#### [Task]
Please render the lines below as a Markdown table with the columns "Row" and "Line", numbering each row and skipping any blank lines.
◆ ◆ ◆ ◆ ◆
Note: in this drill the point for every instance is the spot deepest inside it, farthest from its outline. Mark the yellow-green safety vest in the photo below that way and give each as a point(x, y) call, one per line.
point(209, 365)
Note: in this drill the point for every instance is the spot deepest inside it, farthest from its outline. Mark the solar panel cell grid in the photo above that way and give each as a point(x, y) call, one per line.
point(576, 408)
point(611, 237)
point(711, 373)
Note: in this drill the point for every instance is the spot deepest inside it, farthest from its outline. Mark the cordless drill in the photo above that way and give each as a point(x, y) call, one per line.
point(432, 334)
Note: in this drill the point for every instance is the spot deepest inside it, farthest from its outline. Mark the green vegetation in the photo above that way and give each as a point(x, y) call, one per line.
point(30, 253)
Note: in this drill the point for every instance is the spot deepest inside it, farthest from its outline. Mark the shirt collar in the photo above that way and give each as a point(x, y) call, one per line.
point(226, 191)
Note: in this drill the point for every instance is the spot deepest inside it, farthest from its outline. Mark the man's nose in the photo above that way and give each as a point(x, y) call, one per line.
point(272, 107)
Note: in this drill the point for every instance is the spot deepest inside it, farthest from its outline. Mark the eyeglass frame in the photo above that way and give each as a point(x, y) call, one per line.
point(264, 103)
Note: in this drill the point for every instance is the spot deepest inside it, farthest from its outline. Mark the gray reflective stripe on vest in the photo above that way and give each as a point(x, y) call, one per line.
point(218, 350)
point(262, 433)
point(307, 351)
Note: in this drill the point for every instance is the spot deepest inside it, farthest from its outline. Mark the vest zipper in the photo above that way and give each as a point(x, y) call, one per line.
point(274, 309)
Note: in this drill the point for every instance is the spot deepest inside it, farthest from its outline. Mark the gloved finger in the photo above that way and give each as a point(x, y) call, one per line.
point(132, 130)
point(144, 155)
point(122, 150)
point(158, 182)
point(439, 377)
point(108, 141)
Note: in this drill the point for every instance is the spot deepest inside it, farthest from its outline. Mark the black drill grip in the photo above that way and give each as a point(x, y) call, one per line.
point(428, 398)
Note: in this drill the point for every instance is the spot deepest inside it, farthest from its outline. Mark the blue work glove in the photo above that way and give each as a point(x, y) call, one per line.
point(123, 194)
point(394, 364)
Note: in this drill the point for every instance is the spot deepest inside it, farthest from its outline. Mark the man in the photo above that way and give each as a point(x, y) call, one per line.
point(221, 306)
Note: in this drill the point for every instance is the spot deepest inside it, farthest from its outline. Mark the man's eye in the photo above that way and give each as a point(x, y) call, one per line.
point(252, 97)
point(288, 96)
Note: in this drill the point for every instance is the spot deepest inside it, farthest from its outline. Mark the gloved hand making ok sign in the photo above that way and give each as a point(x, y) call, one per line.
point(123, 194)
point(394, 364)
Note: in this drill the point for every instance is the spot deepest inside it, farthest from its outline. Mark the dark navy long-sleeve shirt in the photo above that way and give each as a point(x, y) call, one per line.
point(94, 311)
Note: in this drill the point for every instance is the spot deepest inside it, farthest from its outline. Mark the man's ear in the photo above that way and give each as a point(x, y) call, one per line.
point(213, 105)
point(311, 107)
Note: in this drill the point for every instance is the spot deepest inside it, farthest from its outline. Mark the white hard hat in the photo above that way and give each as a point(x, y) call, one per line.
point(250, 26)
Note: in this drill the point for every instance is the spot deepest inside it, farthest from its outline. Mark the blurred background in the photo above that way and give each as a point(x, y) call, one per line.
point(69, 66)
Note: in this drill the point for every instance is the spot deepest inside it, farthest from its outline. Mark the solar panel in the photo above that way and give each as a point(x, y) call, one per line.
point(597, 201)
◆ ◆ ◆ ◆ ◆
#### [Exercise solution]
| Row | Line |
|---|---|
| 1 | Note: in this drill the point for every instance is the spot deepest inside it, farthest from its outline. Mark the yellow-green safety vest in the photo below that way and give each as a point(x, y) call, one per line. |
| 2 | point(209, 365) |
| 3 | Note: in this drill the point for every instance is the spot deepest inside it, farthest from its outline. Mark the solar panel cell grid in the photo above that way and give each as a point(x, y) call, one per line. |
| 4 | point(576, 408) |
| 5 | point(611, 237) |
| 6 | point(711, 373) |
| 7 | Note: in this drill the point for every instance is the spot deepest inside it, farthest from its outline. Mark the cordless drill in the photo above that way and give each as a point(x, y) call, one per line. |
| 8 | point(432, 334) |
| 9 | Note: in this drill the point for every instance is the spot deepest inside it, farthest from its outline. Mark the green vegetation in the photo above that way and give each as a point(x, y) call, one per line. |
| 10 | point(30, 253) |
| 11 | Note: in this drill the point for every instance is the spot deepest inside it, farthest from its outline. Mark the shirt collar in the photo above that way and give each as a point(x, y) call, one per line. |
| 12 | point(226, 191) |
| 13 | Note: in this drill the point for every instance is the spot deepest inside it, farthest from its outline. Mark the man's nose in the photo above that way and give each as a point(x, y) call, one per line. |
| 14 | point(272, 107) |
| 15 | Note: in this drill the point for every instance is the spot deepest inside it, farthest from its outline. Mark the eyeglass frame in the photo above that way and give each as a point(x, y) call, one per line. |
| 16 | point(264, 103) |
| 17 | Note: in this drill the point for every instance is the spot deepest inside it, farthest from its outline. Mark the gray reflective stripe on vest in the photo above that way and give each as a point(x, y) call, one per line. |
| 18 | point(218, 350) |
| 19 | point(262, 433) |
| 20 | point(307, 351) |
| 21 | Note: in this drill the point for every instance is the spot deepest inside it, farthest from its outline. Mark the vest zipper in the photo above that way and give each as a point(x, y) call, one per line. |
| 22 | point(274, 309) |
| 23 | Note: in this drill the point for every instance is the spot deepest inside it, farthest from its outline. Mark the gloved finger in the photo above that way and give each as a point(x, y) call, one per line. |
| 24 | point(132, 130) |
| 25 | point(144, 155) |
| 26 | point(122, 150) |
| 27 | point(158, 182) |
| 28 | point(439, 377) |
| 29 | point(108, 141) |
| 30 | Note: in this drill the point for every instance is the spot deepest inside it, farthest from its outline. Mark the black drill grip in the photo above that way and give each as a point(x, y) call, one per line. |
| 31 | point(428, 398) |
| 32 | Note: in this drill the point for every instance is the spot deepest inside it, farthest from its outline. Mark the blue work glove in the photo above that way and give each as a point(x, y) call, one per line. |
| 33 | point(123, 194) |
| 34 | point(394, 364) |
| 35 | Note: in this drill the point for every instance is the spot deepest inside it, farthest from its outline. Mark the man in the photo above that way and give each as a point(x, y) call, one per line. |
| 36 | point(221, 306) |
| 37 | Note: in this drill the point for every instance is the spot deepest inside it, farthest from its outline. Mark the man's eye in the photo above that way and give each as a point(x, y) call, one per line. |
| 38 | point(252, 97) |
| 39 | point(288, 96) |
| 40 | Note: in this drill the point for every instance is the spot deepest inside it, farthest from its outline. Mark the gloved hand making ok sign in the photo above that way and give each as a point(x, y) call, one per line. |
| 41 | point(123, 194) |
| 42 | point(394, 364) |
| 43 | Note: in this drill the point for every instance is the spot deepest inside it, farthest from its outline. Mark the dark navy long-sleeve shirt in the photo above that way and give each as a point(x, y) call, one per line. |
| 44 | point(94, 311) |
| 45 | Note: in this drill the point for every instance is the spot deepest inside it, farthest from its outline. Mark the man's ear in the photo above that way and give each as a point(x, y) call, one per line. |
| 46 | point(213, 105) |
| 47 | point(311, 107) |
| 48 | Note: in this drill the point for every instance is the spot deepest inside it, farthest from its outline. Mark the white hard hat in the photo above that way and give each as a point(x, y) call, one per line. |
| 49 | point(250, 26) |
| 50 | Note: in this drill the point for every instance is the spot deepest inside it, farthest from its outline. Mark the blurred background in the photo above that way and give each as a point(x, y) call, one per line. |
| 51 | point(69, 66) |
| 52 | Note: in this drill the point for every instance is the spot deepest inside it, farthest from its outline. Mark the solar panel in the photo above that way and give each as a point(x, y) call, one per line. |
| 53 | point(597, 201) |